- EXERCISE MATERIALS:
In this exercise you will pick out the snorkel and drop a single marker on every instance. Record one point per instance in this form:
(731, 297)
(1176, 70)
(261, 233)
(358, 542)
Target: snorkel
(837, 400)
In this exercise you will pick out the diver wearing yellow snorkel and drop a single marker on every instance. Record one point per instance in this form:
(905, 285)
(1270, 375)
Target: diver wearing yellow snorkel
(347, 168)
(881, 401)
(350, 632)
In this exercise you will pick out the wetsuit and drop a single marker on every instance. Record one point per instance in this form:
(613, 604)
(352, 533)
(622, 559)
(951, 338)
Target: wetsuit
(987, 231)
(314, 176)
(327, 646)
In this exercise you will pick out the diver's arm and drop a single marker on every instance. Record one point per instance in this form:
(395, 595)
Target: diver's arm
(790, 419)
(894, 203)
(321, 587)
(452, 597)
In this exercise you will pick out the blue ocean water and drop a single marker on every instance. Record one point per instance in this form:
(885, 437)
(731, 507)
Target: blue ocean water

- WORK REQUIRED: Turn the lines above into a numbered list, leaving out any blank lines.

- EXPECTED ANSWER:
1. In this exercise you will pick out the snorkel and drop a single marker on every instance. Record one point per instance in this form:
2. (731, 297)
3. (1176, 70)
4. (261, 233)
5. (358, 542)
6. Target: snorkel
7. (837, 400)
8. In this exercise you will pick out the diver wearing yellow snorkel and drop a single marker on every instance. Record one point per instance in this form:
9. (905, 285)
10. (1270, 375)
11. Target: diver wearing yellow snorkel
12. (347, 168)
13. (881, 401)
14. (350, 632)
15. In this exercise you will pick out the wetsuit and drop a single marker on every instance. Record one point per instance in this form:
16. (613, 604)
17. (352, 533)
18. (622, 559)
19. (951, 338)
20. Target: wetsuit
21. (987, 231)
22. (314, 176)
23. (327, 646)
24. In this exercise you will pick out the diver's arm and drop a single marker on every instance. Record one point per instance in this form:
25. (395, 595)
26. Target: diver's arm
27. (790, 419)
28. (894, 203)
29. (321, 587)
30. (452, 597)
31. In this exercise you will pick out the blue ocean water and drop a single marker on every instance. Record one point per instance in this form:
32. (885, 437)
33. (731, 507)
34. Target: blue ocean water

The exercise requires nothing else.